Provided data
_ _ _ _

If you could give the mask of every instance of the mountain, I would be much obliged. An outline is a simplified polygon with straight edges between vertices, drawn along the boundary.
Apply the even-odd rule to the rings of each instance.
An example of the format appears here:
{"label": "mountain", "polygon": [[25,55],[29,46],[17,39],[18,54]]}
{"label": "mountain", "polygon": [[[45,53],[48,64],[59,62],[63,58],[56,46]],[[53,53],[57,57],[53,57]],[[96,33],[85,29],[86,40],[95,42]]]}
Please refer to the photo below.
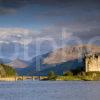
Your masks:
{"label": "mountain", "polygon": [[25,62],[20,59],[15,59],[10,63],[7,63],[7,65],[12,66],[13,68],[26,68],[28,67],[28,62]]}
{"label": "mountain", "polygon": [[1,64],[6,64],[6,63],[10,63],[10,62],[11,62],[11,60],[9,60],[9,59],[0,58],[0,63]]}
{"label": "mountain", "polygon": [[[59,48],[33,58],[29,67],[17,69],[23,75],[47,75],[49,71],[62,74],[66,70],[82,67],[82,58],[86,53],[100,52],[99,46],[78,45]],[[39,61],[39,62],[38,62]],[[40,64],[40,67],[37,66]]]}

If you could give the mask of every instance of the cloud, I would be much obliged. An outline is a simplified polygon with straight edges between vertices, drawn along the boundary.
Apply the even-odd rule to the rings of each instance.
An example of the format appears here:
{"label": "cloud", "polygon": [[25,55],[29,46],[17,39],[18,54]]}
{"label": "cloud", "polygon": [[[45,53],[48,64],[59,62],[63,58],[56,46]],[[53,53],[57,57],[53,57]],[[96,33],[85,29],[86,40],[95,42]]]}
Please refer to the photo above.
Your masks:
{"label": "cloud", "polygon": [[24,28],[0,28],[0,43],[19,43],[28,45],[32,42],[33,31]]}
{"label": "cloud", "polygon": [[5,14],[12,14],[12,13],[15,13],[16,10],[13,9],[13,8],[3,8],[3,7],[0,7],[0,15],[5,15]]}

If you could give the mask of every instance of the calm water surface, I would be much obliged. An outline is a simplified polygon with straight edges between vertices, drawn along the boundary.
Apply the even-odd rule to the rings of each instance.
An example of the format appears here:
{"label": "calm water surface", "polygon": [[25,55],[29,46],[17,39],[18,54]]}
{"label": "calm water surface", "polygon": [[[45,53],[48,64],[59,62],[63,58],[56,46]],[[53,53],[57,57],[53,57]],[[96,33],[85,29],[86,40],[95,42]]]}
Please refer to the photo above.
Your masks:
{"label": "calm water surface", "polygon": [[100,100],[100,82],[0,82],[0,100]]}

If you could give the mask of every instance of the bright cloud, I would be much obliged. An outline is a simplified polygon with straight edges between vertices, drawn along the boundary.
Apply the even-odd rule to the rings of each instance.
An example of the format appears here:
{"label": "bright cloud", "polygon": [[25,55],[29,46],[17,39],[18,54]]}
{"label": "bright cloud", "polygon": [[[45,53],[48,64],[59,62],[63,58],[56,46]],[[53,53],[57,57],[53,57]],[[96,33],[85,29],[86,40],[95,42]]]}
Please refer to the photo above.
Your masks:
{"label": "bright cloud", "polygon": [[28,45],[32,42],[32,30],[24,28],[0,28],[0,43],[19,43]]}

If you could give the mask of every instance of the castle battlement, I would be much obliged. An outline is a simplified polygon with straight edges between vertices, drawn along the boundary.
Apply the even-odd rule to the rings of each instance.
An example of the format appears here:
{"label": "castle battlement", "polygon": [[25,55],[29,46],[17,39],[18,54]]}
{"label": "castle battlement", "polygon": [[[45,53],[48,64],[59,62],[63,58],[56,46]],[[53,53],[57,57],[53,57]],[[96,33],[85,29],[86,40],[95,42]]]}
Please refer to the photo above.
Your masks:
{"label": "castle battlement", "polygon": [[85,71],[86,72],[99,72],[100,71],[100,53],[86,55]]}

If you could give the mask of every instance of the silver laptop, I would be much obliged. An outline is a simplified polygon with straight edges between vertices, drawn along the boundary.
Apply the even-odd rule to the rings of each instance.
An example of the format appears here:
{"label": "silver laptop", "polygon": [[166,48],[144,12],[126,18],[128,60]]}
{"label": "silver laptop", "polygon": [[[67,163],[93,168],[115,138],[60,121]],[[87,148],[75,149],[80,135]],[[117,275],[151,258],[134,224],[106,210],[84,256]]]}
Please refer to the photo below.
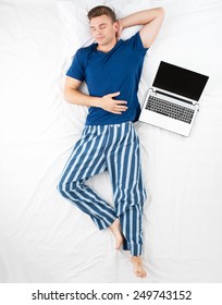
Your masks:
{"label": "silver laptop", "polygon": [[139,117],[145,122],[189,136],[209,76],[161,61]]}

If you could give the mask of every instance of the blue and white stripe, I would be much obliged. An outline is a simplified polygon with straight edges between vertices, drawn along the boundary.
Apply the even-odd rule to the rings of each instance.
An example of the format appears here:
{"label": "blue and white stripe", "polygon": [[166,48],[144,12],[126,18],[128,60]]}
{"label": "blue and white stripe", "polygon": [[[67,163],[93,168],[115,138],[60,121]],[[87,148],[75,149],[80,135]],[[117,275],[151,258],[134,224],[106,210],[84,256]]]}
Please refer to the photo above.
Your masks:
{"label": "blue and white stripe", "polygon": [[[114,208],[84,182],[95,174],[110,174]],[[88,125],[64,167],[59,192],[88,213],[101,230],[119,218],[123,248],[141,254],[141,213],[146,200],[140,169],[139,141],[132,122]]]}

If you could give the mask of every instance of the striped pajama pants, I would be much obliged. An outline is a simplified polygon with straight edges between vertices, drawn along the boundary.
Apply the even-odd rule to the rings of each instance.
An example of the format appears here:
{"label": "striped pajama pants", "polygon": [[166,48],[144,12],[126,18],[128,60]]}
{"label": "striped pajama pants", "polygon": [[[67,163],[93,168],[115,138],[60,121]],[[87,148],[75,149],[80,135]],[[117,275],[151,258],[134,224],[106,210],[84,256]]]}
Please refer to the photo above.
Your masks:
{"label": "striped pajama pants", "polygon": [[[114,208],[84,182],[108,171]],[[141,213],[146,200],[140,169],[139,139],[132,122],[86,125],[67,160],[58,191],[90,216],[101,230],[119,218],[124,235],[123,249],[141,254]]]}

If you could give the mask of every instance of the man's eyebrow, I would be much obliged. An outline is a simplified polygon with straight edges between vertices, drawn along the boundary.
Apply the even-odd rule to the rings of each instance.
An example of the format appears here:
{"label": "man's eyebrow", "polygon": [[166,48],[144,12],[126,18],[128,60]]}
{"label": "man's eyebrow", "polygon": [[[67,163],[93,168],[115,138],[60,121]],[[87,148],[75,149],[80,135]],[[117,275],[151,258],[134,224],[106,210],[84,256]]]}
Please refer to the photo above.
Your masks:
{"label": "man's eyebrow", "polygon": [[[107,23],[100,23],[98,26],[101,26],[101,25],[107,25]],[[95,27],[94,25],[90,26],[90,28]]]}

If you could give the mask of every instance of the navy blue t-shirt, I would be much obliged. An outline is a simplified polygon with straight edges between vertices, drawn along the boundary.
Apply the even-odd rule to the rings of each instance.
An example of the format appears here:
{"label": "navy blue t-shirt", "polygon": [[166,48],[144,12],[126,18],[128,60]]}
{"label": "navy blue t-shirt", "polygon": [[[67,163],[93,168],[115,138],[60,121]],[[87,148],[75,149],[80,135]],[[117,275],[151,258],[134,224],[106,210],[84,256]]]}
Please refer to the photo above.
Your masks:
{"label": "navy blue t-shirt", "polygon": [[127,40],[120,39],[109,52],[97,50],[97,46],[98,44],[92,44],[78,49],[66,75],[85,81],[90,96],[103,97],[120,91],[114,99],[126,100],[127,110],[122,114],[114,114],[98,107],[90,107],[86,125],[137,121],[140,113],[137,90],[147,51],[139,32]]}

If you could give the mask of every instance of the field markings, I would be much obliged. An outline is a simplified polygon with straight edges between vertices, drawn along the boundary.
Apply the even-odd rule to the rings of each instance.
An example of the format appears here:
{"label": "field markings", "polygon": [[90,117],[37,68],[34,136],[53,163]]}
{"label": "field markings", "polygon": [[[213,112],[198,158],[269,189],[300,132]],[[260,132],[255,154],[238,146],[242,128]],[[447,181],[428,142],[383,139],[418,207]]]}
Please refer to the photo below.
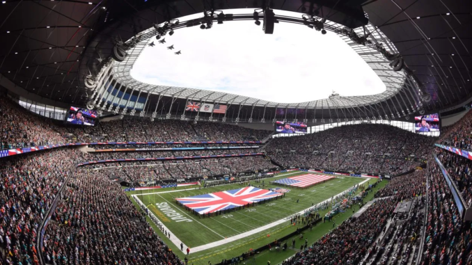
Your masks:
{"label": "field markings", "polygon": [[[162,198],[162,200],[164,200],[165,201],[166,201],[166,202],[168,203],[169,206],[170,206],[170,205],[173,205],[172,203],[171,203],[171,202],[169,202],[168,200],[166,200],[164,197],[161,196],[160,195],[159,195],[160,198]],[[141,200],[139,200],[139,198],[138,198],[138,196],[137,196],[136,195],[132,195],[132,196],[134,198],[134,200],[136,200],[136,201],[139,201],[139,202],[141,202],[141,204],[142,204],[144,205],[144,204],[143,203],[143,202],[141,202]],[[138,203],[138,204],[139,204],[139,203]],[[147,206],[146,206],[146,208],[148,208]],[[212,230],[211,228],[210,228],[210,227],[208,227],[207,226],[203,225],[203,224],[201,223],[200,222],[196,220],[195,218],[194,218],[193,217],[191,217],[191,216],[189,216],[189,215],[188,214],[187,214],[186,212],[182,211],[182,209],[180,209],[180,207],[173,207],[173,208],[177,209],[178,210],[182,211],[182,214],[185,214],[186,216],[189,216],[191,219],[194,220],[194,221],[197,222],[198,223],[202,225],[203,227],[205,227],[205,228],[207,228],[208,230],[212,231],[212,232],[215,233],[216,234],[219,235],[219,236],[221,236],[221,238],[223,238],[223,239],[225,238],[225,237],[223,236],[222,235],[221,235],[221,234],[217,233],[216,232],[214,232],[214,230]],[[167,228],[167,227],[166,227],[162,222],[160,221],[160,219],[159,219],[159,223],[161,224],[161,225],[162,226],[162,227],[164,227],[164,229],[165,230],[166,230],[166,231],[168,232],[168,233],[169,233],[169,234],[171,234],[171,236],[168,238],[168,239],[171,240],[171,241],[172,241],[172,243],[173,243],[174,245],[175,245],[175,246],[180,246],[180,243],[182,243],[184,244],[184,248],[182,248],[182,250],[181,251],[182,251],[183,253],[185,253],[185,250],[184,250],[187,249],[187,245],[185,244],[182,240],[179,239],[179,238],[177,237],[177,236],[175,236],[175,234],[174,233],[173,233],[172,231],[171,231],[170,229]],[[180,248],[178,248],[178,247],[177,248],[178,248],[178,249],[180,249]],[[193,251],[193,250],[192,250],[192,252],[195,252],[195,251]]]}
{"label": "field markings", "polygon": [[[370,178],[365,179],[363,182],[359,183],[359,186],[360,186],[360,185],[362,185],[362,184],[363,184],[364,183],[368,182],[369,180],[370,180]],[[346,190],[346,191],[347,191],[347,190]],[[336,196],[341,195],[343,195],[343,193],[345,193],[346,191],[344,191],[340,193],[339,194],[338,194],[338,195],[335,195],[335,196],[333,196],[333,197],[336,197]],[[324,201],[318,203],[318,204],[317,204],[317,205],[320,205],[320,204],[323,204],[323,203],[324,203],[324,202],[329,202],[331,200],[331,198],[327,199],[327,200],[325,200]],[[308,207],[308,208],[306,208],[306,209],[304,209],[304,210],[300,211],[299,211],[298,213],[295,213],[294,214],[292,214],[292,216],[293,216],[293,215],[297,215],[297,214],[300,214],[300,215],[301,215],[301,214],[303,214],[305,212],[305,211],[306,211],[306,210],[308,210],[308,209],[310,209],[310,208],[312,208],[312,207]],[[286,221],[287,221],[287,220],[285,220],[285,218],[283,218],[280,219],[280,220],[276,220],[276,221],[275,221],[275,222],[272,222],[272,223],[269,223],[269,224],[267,224],[267,225],[265,225],[259,227],[258,227],[258,228],[255,228],[255,229],[253,229],[253,230],[250,230],[250,231],[244,232],[244,233],[242,233],[242,234],[237,234],[237,235],[235,235],[235,236],[230,236],[230,237],[226,238],[226,239],[222,239],[222,240],[219,240],[219,241],[214,241],[214,242],[212,242],[212,243],[207,243],[207,244],[205,244],[205,245],[199,246],[198,246],[198,247],[194,247],[194,248],[192,248],[192,252],[193,252],[193,253],[195,253],[195,252],[196,252],[205,250],[207,250],[207,249],[209,249],[209,248],[212,248],[217,247],[217,246],[221,246],[221,245],[223,245],[223,244],[226,244],[226,243],[228,243],[233,242],[233,241],[235,241],[238,240],[238,239],[244,239],[244,238],[245,238],[245,237],[247,237],[247,236],[251,236],[251,235],[253,235],[253,234],[255,234],[255,233],[258,233],[258,232],[262,232],[262,231],[264,231],[264,230],[268,230],[268,229],[269,229],[269,228],[272,228],[272,227],[274,227],[274,226],[281,225],[281,224],[282,224],[282,223],[285,223],[285,222],[286,222]]]}
{"label": "field markings", "polygon": [[[172,204],[172,202],[169,202],[168,200],[167,200],[166,199],[165,199],[164,197],[161,196],[160,195],[159,195],[159,197],[162,198],[162,200],[165,200],[166,202],[167,202],[169,204]],[[172,204],[172,205],[173,205],[173,204]],[[178,210],[179,210],[179,211],[182,211],[182,214],[185,214],[186,216],[189,216],[191,219],[192,219],[192,220],[194,220],[194,221],[196,221],[196,222],[198,223],[199,224],[202,225],[203,226],[204,226],[206,229],[209,230],[210,231],[211,231],[211,232],[212,232],[217,234],[217,235],[221,236],[221,237],[223,238],[223,239],[225,238],[225,237],[223,236],[222,235],[221,235],[221,234],[217,233],[216,232],[214,232],[212,229],[208,227],[207,226],[203,225],[203,224],[201,223],[200,222],[196,220],[196,219],[195,219],[194,218],[191,217],[190,215],[189,215],[189,214],[187,214],[187,213],[184,212],[184,211],[182,211],[182,210],[180,209],[180,207],[174,207],[174,208],[177,209]],[[175,245],[175,246],[177,246],[177,245]]]}
{"label": "field markings", "polygon": [[[288,176],[288,175],[292,175],[292,174],[300,174],[300,173],[301,173],[301,172],[300,172],[300,171],[290,172],[285,173],[285,174],[283,174],[283,175],[277,175],[277,176],[269,177],[281,177]],[[228,185],[228,184],[224,184],[224,185]],[[224,186],[224,185],[218,185],[218,186]],[[208,188],[214,188],[214,187],[208,187]],[[201,190],[203,190],[203,191],[206,191],[205,188],[184,188],[183,190],[173,190],[173,191],[159,191],[159,192],[153,192],[153,193],[133,193],[133,195],[145,195],[159,194],[159,193],[173,193],[173,192],[180,192],[180,191],[191,191],[191,190],[198,190],[198,189],[201,189]],[[210,192],[210,193],[211,193],[211,192]]]}

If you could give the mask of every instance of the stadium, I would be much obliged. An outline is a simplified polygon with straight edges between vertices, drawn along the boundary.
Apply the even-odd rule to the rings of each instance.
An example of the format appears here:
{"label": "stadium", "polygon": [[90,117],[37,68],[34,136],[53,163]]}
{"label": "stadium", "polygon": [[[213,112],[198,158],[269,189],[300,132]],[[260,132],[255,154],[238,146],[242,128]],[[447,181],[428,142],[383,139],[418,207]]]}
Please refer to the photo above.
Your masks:
{"label": "stadium", "polygon": [[472,265],[471,1],[0,14],[0,264]]}

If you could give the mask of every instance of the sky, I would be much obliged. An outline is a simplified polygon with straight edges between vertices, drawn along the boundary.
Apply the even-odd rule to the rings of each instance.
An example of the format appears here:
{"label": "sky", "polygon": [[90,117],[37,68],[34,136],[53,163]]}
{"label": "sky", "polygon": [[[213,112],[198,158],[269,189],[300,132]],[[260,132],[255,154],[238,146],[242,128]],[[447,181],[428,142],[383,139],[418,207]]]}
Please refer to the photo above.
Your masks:
{"label": "sky", "polygon": [[[252,10],[225,13],[252,13]],[[274,10],[276,15],[301,14]],[[202,14],[180,20],[200,17]],[[385,91],[384,83],[340,37],[288,23],[265,34],[253,21],[178,29],[166,43],[147,47],[131,75],[141,82],[205,89],[278,103],[298,103]],[[162,40],[162,39],[161,39]],[[166,47],[173,45],[175,49]],[[181,55],[174,54],[181,51]]]}

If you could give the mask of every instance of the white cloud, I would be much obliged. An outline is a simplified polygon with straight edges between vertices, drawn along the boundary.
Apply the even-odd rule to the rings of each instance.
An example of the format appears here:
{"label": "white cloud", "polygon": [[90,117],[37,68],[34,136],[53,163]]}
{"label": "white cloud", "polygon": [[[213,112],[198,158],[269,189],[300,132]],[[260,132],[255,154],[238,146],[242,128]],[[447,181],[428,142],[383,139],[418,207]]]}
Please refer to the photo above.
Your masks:
{"label": "white cloud", "polygon": [[[156,46],[143,51],[132,70],[133,77],[155,85],[227,92],[281,103],[327,98],[332,90],[351,96],[386,89],[367,63],[329,31],[322,35],[306,26],[278,23],[269,35],[264,34],[262,24],[239,21],[215,23],[205,30],[184,28],[165,38],[164,45],[155,38],[150,40]],[[166,49],[171,45],[175,49]],[[179,50],[181,55],[174,54]]]}

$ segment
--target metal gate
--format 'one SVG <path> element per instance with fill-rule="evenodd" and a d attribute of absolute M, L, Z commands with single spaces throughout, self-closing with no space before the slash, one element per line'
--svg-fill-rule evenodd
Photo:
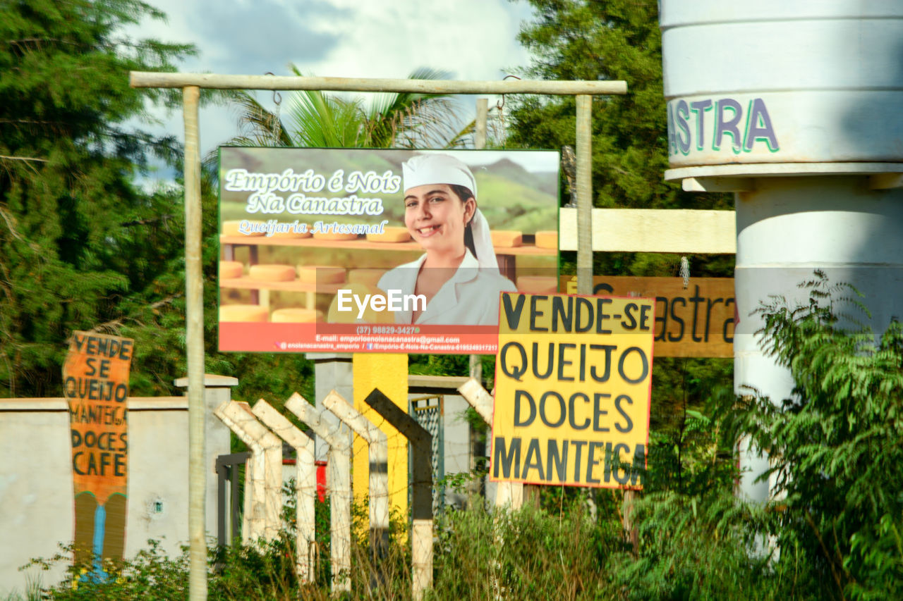
<path fill-rule="evenodd" d="M 445 477 L 445 402 L 442 394 L 429 394 L 408 400 L 409 413 L 424 430 L 433 436 L 433 513 L 445 507 L 445 486 L 441 485 Z M 409 447 L 410 448 L 410 447 Z M 411 473 L 411 453 L 408 452 L 408 473 Z M 410 489 L 409 489 L 410 491 Z M 410 495 L 410 492 L 408 492 Z M 410 499 L 409 499 L 410 503 Z"/>
<path fill-rule="evenodd" d="M 217 542 L 221 547 L 241 540 L 245 464 L 249 457 L 245 452 L 217 458 Z"/>

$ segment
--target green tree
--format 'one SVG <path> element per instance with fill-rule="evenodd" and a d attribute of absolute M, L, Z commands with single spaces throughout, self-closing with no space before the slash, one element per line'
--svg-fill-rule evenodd
<path fill-rule="evenodd" d="M 292 72 L 303 73 L 294 65 Z M 415 69 L 408 79 L 442 79 L 448 74 Z M 290 94 L 278 112 L 265 108 L 247 92 L 234 101 L 241 109 L 244 134 L 229 144 L 300 148 L 451 148 L 461 145 L 472 123 L 457 129 L 454 99 L 447 94 L 377 95 L 369 105 L 319 90 Z"/>
<path fill-rule="evenodd" d="M 166 98 L 131 89 L 128 72 L 172 70 L 193 49 L 126 40 L 124 26 L 163 17 L 135 0 L 0 10 L 0 393 L 57 395 L 72 330 L 173 300 L 154 282 L 178 256 L 179 219 L 134 180 L 179 147 L 126 125 Z"/>
<path fill-rule="evenodd" d="M 805 558 L 821 598 L 903 596 L 903 325 L 880 336 L 850 317 L 850 287 L 824 276 L 809 302 L 762 306 L 762 346 L 790 370 L 793 396 L 749 391 L 728 412 L 731 436 L 766 449 L 776 480 L 781 561 Z"/>

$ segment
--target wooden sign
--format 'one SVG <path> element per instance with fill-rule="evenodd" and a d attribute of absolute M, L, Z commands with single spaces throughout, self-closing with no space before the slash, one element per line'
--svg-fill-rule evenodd
<path fill-rule="evenodd" d="M 494 481 L 641 488 L 649 439 L 652 299 L 501 298 Z"/>
<path fill-rule="evenodd" d="M 128 482 L 128 374 L 134 341 L 74 332 L 62 368 L 75 492 L 75 561 L 121 561 Z"/>
<path fill-rule="evenodd" d="M 733 356 L 736 303 L 733 278 L 592 278 L 593 294 L 656 300 L 656 356 Z M 560 290 L 577 291 L 577 276 L 563 275 Z"/>

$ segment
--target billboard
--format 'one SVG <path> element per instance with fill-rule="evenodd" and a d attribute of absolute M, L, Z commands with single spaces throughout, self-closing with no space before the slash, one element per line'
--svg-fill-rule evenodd
<path fill-rule="evenodd" d="M 495 353 L 499 294 L 557 286 L 558 165 L 220 148 L 219 350 Z"/>
<path fill-rule="evenodd" d="M 502 295 L 494 481 L 642 487 L 652 299 Z"/>

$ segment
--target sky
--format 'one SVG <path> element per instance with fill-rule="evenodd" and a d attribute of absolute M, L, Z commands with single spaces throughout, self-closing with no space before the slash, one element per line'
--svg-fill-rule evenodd
<path fill-rule="evenodd" d="M 430 67 L 452 79 L 501 79 L 530 62 L 517 42 L 532 14 L 524 0 L 147 1 L 166 23 L 147 19 L 127 33 L 193 43 L 199 53 L 182 72 L 290 75 L 293 63 L 322 77 L 405 78 Z M 272 92 L 259 98 L 273 107 Z M 472 114 L 475 98 L 462 97 L 461 110 Z M 181 111 L 156 115 L 164 123 L 154 131 L 182 139 Z M 200 109 L 202 154 L 237 134 L 236 116 L 226 106 Z"/>

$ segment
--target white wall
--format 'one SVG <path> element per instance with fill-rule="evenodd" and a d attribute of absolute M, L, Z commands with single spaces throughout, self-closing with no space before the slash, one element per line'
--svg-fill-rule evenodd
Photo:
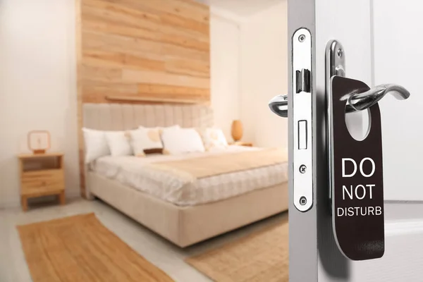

_ _ _ _

Find each line in the records above that contains the string "target", matching uppercase and lowercase letters exactly, and copy every such line in full.

--target metal gate
--target green tree
--target wooden sign
--target billboard
--target sky
--target white wall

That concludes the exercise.